* **OBJECTIVE A**
Pick out every line of the records that contains the word "ceiling" and copy each one.

* **ARTICLE**

┄┄┄┄┄┄┄┄┄┄

LAION-5b

nonprofit-scrubs-illegal-content-from-controversial-ai-training-dataset

Nonprofit scrubs illegal content from controversial AI training dataset

Nonprofit scrubs illegal content from controversial AI training dataset

After Stanford Internet Observatory researcher David Thiel found links to child sexual abuse materials (CSAM) in an AI training dataset tainting image generators, the controversial dataset was immediately taken down in 2023.

Now, the LAION (Large-scale Artificial Intelligence Open Network) team has released a scrubbed version of the LAION-5B dataset called Re-LAION-5B and claimed that it “is the first web-scale, text-link to images pair dataset to be thoroughly cleaned of known links to suspected CSAM.”

To scrub the dataset, LAION partnered with the Internet Watch Foundation (IWF) and the Canadian Center for Child Protection (C3P) to remove 2,236 links that matched with hashed images in the online safety organizations’ databases. Removals include all the links flagged by Thiel, as well as content flagged by LAION’s partners and other watchdogs, like Human Rights Watch, which warned of privacy issues after finding photos of real kids included in the dataset without their consent.

In his study, Thiel warned that “the inclusion of child abuse material in AI model training data teaches tools to associate children in illicit sexual activity and uses known child abuse images to generate new, potentially realistic child abuse content.”

Thiel urged LAION and other researchers scraping the Internet for AI training data that a new safety standard was needed to better filter out not just CSAM, but any explicit imagery that could be combined with photos of children to generate CSAM. (Recently, the US Department of Justice pointedly said that “CSAM generated by AI is still CSAM.”)

While LAION’s new dataset won’t alter models that were trained on the prior dataset, LAION claimed that Re-LAION-5B sets “a new safety standard for cleaning web-scale image-link datasets.” Where before illegal content “slipped through” LAION’s filters, the researchers have now developed an improved new system “for identifying and removing illegal content,” LAION’s blog said.

┄┄┄┄┄┄┄┄┄┄

* **TASK INPUTS**
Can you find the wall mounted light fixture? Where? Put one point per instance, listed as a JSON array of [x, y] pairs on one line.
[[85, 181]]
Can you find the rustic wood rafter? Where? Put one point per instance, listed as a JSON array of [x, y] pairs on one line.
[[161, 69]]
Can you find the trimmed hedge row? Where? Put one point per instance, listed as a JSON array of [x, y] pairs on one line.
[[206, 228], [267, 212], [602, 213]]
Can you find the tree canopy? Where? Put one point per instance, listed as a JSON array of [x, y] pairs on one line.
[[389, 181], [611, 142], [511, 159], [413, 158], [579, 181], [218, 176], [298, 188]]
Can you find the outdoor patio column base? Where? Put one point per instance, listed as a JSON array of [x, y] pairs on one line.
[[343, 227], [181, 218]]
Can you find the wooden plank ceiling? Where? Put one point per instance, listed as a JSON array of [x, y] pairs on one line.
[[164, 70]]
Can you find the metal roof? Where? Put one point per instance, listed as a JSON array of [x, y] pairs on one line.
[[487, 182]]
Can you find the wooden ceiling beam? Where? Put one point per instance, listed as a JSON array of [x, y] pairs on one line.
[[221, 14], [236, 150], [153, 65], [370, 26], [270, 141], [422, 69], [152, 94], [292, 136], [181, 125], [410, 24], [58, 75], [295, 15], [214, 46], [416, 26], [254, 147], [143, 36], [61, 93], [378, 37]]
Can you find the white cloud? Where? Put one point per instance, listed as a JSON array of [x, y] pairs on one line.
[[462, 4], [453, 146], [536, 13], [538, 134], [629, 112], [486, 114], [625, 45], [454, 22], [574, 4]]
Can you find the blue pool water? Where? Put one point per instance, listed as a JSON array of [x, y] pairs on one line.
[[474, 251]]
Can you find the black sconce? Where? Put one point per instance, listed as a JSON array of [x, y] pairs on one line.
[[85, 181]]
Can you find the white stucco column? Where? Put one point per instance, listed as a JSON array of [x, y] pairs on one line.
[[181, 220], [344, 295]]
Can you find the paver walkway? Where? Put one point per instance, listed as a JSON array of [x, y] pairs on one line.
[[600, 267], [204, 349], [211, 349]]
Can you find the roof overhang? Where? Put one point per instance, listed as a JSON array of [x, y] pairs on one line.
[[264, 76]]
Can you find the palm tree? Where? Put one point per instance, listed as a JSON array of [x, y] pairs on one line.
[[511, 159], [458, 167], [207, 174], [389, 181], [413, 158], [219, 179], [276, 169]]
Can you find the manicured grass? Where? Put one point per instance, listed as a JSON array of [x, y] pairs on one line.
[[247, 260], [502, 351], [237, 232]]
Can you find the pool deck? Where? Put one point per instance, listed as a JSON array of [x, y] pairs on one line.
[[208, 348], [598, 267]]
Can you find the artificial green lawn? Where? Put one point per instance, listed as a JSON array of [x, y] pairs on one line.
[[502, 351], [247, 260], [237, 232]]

┄┄┄┄┄┄┄┄┄┄

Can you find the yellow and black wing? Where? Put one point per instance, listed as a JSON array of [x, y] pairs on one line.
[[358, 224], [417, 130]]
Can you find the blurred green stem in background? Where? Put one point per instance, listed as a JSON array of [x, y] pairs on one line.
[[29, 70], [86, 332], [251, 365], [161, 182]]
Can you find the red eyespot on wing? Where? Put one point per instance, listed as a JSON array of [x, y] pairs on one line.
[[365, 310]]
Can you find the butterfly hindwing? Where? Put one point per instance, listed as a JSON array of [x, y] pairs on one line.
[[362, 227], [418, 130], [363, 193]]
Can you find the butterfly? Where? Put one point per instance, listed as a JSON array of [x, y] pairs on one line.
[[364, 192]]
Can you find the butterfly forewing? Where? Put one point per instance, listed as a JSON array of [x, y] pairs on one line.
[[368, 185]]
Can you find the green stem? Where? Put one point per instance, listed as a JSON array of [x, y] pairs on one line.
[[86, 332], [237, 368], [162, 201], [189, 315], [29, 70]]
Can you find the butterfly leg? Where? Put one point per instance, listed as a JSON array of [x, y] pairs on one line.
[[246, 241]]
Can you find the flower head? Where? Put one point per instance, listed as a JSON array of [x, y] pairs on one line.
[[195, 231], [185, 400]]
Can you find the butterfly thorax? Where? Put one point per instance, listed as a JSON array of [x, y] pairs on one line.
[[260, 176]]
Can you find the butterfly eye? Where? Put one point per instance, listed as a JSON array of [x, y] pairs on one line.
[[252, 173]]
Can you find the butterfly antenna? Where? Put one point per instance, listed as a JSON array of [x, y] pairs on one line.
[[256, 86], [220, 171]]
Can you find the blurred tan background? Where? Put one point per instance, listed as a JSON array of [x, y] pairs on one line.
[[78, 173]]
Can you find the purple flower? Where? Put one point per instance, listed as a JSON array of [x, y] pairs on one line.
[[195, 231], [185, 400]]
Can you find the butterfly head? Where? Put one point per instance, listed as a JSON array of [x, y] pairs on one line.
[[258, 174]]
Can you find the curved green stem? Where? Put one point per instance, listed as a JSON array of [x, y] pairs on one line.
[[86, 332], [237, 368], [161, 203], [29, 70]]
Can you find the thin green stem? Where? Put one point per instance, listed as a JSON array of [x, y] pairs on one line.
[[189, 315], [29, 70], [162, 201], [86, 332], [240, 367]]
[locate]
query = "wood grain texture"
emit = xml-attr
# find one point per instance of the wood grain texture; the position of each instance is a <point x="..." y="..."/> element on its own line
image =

┄┄┄┄┄┄┄┄┄┄

* **OBJECTIVE B**
Carry on the article about LAION's cleaned Re-LAION-5B dataset from its last sentence.

* **FINAL ANSWER A**
Can you find the wooden plank ceiling? Where? Put one point per instance, listed as a JSON array of [x, y] pairs on one line.
Can you find the wooden ceiling beam? Where? Put one point per instance, listed as a JSON array of [x, y] pairs on one line.

* **FINAL ANSWER B**
Thiel told Ars that he would agree that LAION has set a new safety standard with its latest release, but “there are absolutely ways to improve it.” However, “those methods would require possession of all original images or a brand new crawl,” and LAION’s post made clear that it only utilized image hashes and did not conduct a new crawl that could have risked pulling in more illegal or sensitive content. (On Threads, Thiel shared more in-depth impressions of LAION’s effort to clean the dataset.)

LAION warned that “current state-of-the-art filters alone are not reliable enough to guarantee protection from CSAM in web scale data composition scenarios.”

“To ensure better filtering, lists of hashes of suspected links or images created by expert organizations (in our case, IWF and C3P) are suitable choices,” LAION’s blog said. “We recommend research labs and any other organizations composing datasets from the public web to partner with organizations like IWF and C3P to obtain such hash lists and use those for filtering. In the longer term, a larger common initiative can be created that makes such hash lists available for the research community working on dataset composition from web.”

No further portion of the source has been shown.